**Source extract**
- - - - - - -
A_2  =  0 + j*(-1/2)

We now have calculated the solutions.

The following code calculates this and displays the correct answers. It
shows how to plot A_n vs n correctly.

;idl_program fft_sine.pro
TT=1
Npts=100
t=findgen(Npts)/(Npts-1)*TT
f_t=sin(4.*!pi*t/TT)
!p.multi=[0,2,3]
plot,t,f_t, title='f(t) vs t'
A_n=fft(f_t,-1) ; complex fourier coefficients

plot,float(A_n),yrange=[-.5,.5],title='float(A_n)'
plot,imaginary(A_n),yrange=[-.5,.5],title='imaginary(A_n)'

a=findgen(Npts/2+1)
b=-reverse(findgen(Npts/2-1)+1)
c=[a,b] ; c=[-N/2+1,-N/2+2, ...,-1,0,1,...,N/2]
print,c
sub=sort(c)
plot,c(sub),float(A_n(sub)),yrange=[-.5,.5],title='float(A_n) vs n'
plot,c(sub),imaginary(A_n(sub)),yrange=[-.5,.5], \$
title='imaginary(A_n) vs n'
plot,c(sub),imaginary(A_n(sub)),xrange=[-5,5],\$
title='imaginary(An) vs n' ; finer x scale
end

Part #4 Specific Example:
T(x,y)= sin(6pi*x) + cos(4pi*y)
- - - - - - -
[Labeled-object pointing entries]
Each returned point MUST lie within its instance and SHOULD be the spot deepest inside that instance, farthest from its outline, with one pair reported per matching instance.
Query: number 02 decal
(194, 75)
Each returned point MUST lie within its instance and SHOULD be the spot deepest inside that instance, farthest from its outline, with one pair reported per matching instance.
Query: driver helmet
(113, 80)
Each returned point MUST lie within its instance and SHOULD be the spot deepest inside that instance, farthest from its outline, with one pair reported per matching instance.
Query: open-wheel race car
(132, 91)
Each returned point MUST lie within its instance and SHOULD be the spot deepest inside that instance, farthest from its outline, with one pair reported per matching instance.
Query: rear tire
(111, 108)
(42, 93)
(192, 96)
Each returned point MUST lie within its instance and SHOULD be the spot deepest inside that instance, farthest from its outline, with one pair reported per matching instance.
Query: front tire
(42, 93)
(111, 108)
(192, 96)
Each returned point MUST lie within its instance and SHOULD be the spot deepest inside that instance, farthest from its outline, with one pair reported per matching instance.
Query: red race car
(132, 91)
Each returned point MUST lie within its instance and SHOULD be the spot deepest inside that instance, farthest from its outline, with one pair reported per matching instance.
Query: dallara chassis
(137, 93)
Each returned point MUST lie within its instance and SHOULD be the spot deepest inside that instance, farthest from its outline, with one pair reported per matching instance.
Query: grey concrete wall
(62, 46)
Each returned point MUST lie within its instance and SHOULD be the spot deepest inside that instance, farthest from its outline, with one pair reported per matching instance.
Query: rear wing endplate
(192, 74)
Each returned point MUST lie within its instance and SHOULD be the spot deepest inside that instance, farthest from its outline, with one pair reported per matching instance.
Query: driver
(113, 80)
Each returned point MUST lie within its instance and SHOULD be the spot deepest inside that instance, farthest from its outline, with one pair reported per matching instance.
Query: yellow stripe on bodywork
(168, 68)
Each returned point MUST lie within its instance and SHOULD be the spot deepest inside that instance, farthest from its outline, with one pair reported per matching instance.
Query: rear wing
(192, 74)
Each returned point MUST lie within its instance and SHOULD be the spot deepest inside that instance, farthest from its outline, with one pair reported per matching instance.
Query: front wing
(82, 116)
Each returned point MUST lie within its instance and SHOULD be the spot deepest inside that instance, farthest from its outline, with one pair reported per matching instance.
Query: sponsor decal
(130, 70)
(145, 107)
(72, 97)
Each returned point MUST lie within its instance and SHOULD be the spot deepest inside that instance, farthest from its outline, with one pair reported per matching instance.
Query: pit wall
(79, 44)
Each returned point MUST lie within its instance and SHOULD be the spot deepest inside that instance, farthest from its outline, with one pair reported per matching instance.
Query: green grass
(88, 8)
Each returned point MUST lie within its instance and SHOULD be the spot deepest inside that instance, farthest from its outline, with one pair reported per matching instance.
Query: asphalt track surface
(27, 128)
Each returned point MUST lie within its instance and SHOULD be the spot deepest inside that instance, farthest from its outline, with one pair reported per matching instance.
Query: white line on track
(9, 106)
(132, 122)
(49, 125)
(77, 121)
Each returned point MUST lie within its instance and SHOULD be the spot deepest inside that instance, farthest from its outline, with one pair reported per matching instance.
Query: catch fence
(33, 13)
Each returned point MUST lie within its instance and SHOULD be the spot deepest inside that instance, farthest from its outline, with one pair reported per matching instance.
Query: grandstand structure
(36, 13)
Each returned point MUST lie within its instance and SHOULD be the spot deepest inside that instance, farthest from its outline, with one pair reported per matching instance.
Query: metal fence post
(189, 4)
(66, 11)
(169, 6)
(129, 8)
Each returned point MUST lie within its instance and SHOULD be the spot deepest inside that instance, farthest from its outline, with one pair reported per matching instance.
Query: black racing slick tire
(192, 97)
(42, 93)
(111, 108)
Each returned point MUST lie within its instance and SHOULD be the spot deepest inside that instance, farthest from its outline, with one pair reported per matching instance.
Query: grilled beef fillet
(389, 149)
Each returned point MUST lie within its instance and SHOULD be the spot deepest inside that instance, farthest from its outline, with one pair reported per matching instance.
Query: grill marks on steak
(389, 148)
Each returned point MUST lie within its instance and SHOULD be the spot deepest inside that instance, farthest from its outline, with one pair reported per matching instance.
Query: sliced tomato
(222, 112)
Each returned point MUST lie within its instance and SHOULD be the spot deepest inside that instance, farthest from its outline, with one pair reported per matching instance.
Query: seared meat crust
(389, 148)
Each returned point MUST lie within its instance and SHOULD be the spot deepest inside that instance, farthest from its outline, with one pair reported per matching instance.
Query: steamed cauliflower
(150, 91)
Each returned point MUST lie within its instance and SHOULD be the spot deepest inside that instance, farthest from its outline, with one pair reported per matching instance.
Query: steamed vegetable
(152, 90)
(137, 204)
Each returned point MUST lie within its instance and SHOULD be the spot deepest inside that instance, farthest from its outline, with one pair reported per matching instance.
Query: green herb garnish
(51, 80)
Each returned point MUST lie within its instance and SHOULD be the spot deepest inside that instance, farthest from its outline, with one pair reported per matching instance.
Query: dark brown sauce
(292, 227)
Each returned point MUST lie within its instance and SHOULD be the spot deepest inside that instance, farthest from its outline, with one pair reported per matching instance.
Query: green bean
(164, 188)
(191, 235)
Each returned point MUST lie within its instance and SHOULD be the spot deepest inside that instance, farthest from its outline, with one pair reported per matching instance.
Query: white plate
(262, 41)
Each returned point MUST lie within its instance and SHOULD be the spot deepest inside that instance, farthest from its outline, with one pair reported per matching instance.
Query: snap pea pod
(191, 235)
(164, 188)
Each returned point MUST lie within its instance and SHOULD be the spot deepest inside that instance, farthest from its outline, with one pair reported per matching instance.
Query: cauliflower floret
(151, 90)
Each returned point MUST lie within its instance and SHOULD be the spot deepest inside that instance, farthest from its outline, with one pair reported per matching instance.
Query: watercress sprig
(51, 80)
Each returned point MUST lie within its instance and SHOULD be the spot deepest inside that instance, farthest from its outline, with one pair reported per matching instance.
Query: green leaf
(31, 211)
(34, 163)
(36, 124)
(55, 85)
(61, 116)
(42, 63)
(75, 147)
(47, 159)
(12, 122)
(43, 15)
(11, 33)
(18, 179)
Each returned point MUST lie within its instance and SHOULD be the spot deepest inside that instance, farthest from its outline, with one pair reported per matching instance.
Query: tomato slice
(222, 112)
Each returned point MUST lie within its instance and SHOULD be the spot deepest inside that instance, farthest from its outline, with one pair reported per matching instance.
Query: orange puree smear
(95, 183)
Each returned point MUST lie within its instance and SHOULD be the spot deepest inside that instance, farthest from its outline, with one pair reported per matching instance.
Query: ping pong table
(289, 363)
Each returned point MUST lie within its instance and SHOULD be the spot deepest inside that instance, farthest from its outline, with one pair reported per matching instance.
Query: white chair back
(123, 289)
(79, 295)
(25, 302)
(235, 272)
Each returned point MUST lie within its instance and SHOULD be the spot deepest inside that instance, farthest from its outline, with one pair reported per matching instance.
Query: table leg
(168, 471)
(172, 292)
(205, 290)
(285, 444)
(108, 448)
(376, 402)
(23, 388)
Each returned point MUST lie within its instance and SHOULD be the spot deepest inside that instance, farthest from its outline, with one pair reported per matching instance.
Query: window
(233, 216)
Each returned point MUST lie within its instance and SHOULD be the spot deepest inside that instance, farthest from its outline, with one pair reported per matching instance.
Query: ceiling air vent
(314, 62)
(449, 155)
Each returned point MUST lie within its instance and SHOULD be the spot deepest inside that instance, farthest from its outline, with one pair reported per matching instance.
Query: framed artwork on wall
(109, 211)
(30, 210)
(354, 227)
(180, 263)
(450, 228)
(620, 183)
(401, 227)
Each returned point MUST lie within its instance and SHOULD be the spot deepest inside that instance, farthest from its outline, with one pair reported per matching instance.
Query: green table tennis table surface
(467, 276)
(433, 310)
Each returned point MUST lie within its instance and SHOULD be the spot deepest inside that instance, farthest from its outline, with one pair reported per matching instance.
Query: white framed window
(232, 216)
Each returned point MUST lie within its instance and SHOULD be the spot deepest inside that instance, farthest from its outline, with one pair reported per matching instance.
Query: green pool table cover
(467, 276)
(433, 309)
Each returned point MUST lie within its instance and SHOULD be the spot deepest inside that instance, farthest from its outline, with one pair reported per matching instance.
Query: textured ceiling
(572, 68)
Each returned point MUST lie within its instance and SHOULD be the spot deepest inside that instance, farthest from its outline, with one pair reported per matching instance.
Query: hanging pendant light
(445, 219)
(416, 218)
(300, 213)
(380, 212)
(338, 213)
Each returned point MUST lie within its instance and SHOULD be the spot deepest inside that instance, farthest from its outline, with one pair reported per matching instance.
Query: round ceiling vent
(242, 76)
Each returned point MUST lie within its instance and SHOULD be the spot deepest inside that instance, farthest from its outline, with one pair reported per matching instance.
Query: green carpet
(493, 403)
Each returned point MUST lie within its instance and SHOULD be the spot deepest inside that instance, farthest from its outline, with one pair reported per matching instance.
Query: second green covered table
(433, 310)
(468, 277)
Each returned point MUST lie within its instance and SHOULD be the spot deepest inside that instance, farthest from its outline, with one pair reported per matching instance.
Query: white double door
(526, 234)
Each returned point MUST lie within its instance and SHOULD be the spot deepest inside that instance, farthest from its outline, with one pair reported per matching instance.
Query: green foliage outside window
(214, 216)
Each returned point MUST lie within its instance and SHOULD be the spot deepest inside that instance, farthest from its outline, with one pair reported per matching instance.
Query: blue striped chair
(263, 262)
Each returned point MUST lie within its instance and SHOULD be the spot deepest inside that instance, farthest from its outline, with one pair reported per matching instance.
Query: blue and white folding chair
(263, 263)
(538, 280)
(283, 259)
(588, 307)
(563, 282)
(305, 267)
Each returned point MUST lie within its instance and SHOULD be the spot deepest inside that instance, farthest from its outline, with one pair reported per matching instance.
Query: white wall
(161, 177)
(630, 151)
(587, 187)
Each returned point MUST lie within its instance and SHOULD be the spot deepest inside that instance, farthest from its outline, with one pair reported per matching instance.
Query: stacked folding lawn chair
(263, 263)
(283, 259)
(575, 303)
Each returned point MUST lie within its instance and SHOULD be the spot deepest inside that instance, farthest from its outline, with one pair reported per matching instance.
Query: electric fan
- - - - - - -
**Set of tasks**
#1 Reproduce the stretch of the Fourier coefficient excerpt from "We now have" through "f_t=sin(4.*!pi*t/TT)", substituting "routine" for "code".
#2 Return each line of the records that contains the string "wing".
The Fourier coefficient excerpt and the records are independent of each other.

**Results by task**
#1
We now have calculated the solutions.

The following routine calculates this and displays the correct answers. It
shows how to plot A_n vs n correctly.

;idl_program fft_sine.pro
TT=1
Npts=100
t=findgen(Npts)/(Npts-1)*TT
f_t=sin(4.*!pi*t/TT)

#2
Query: rear wing endplate
Query: rear wing
Query: front wing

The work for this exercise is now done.